Question: I am in love with a woman from Guatemala. She is a wonderful, beautiful person, and she loves me deeply. I am a blond, blue-eyed Caucasian, and "mi novia" sometimes seems to have a problem with this. She often expresses amazement that she fell in love with "someone like me" and wonders if she has anything to offer.

A related problem is that she sometimes mistrusts "the Man." Not me personally, but police, government and white people in general. She grew up in poverty and still struggles a little. She occasionally offends me with her comments. One time she made a blanket comment about white people with money. I told her that my mother and little sister are white people with money, and those generalizations insult my family (whom she has not yet met).

Is this attitude common? Is there anything I can do other than introduce her to white people she would like? We are in our 40s, and I would hate to think it's too late for her to change.

Catherine: Don't forbid her to voice her concerns. Treat her comments with compassion. Letting her know that her statements offend you is a good first step in dealing with the issue. Eliminate insensitive jabs. Instead, explain your feelings.

If not addressed, your girlfriend's attitude poses a potential threat to your long-term happiness. If you decide to move ahead with the relationship, take the next steps: Really get to know each other. Meet each other's families. Meet each other's friends. Figure out if both of you can reach a new level of understanding that could lead to a wonderfully rich future together.

Lily: Unfortunately, many people share your girlfriend's opinion about "white people with money." Is it right? No. Many folks make seemingly innocent jokes/jabs about other races. Is this right? No. But will people always make such generalizations? Perhaps.

Maybe your "novia" has a biting sense of humor that jabs at people without intending to hurt. Maybe she had a bad experience with a "white" person and doesn't know how to separate that from reality. Maybe she's being sarcastic when she says she can't believe she fell for someone like you.

Dataset content –
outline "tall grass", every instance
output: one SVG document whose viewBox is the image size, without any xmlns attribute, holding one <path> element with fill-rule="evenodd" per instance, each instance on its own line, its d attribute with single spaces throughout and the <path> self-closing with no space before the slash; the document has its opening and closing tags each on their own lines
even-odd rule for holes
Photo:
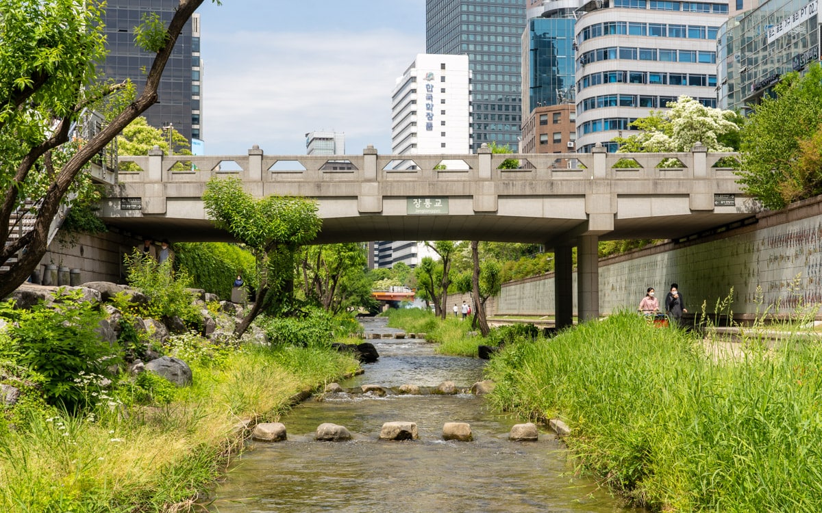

Requests –
(a) From the advice column, list each of the next steps Catherine recommends taking if the relationship moves ahead.
(b) Retype the advice column word for word, from "If not addressed, your" down to "rich future together.".

Results in order –
(a)
1. Really get to know each other.
2. Meet each other's families.
3. Meet each other's friends.
4. Figure out if both of you can reach a new level of understanding that could lead to a wonderfully rich future together.

(b)
If not addressed, your girlfriend's attitude poses a potential threat to your long-term happiness. If you decide to move ahead with the relationship, take the next steps: Really get to know each other. Meet each other's families. Meet each other's friends. Figure out if both of you can reach a new level of understanding that could lead to a wonderfully rich future together.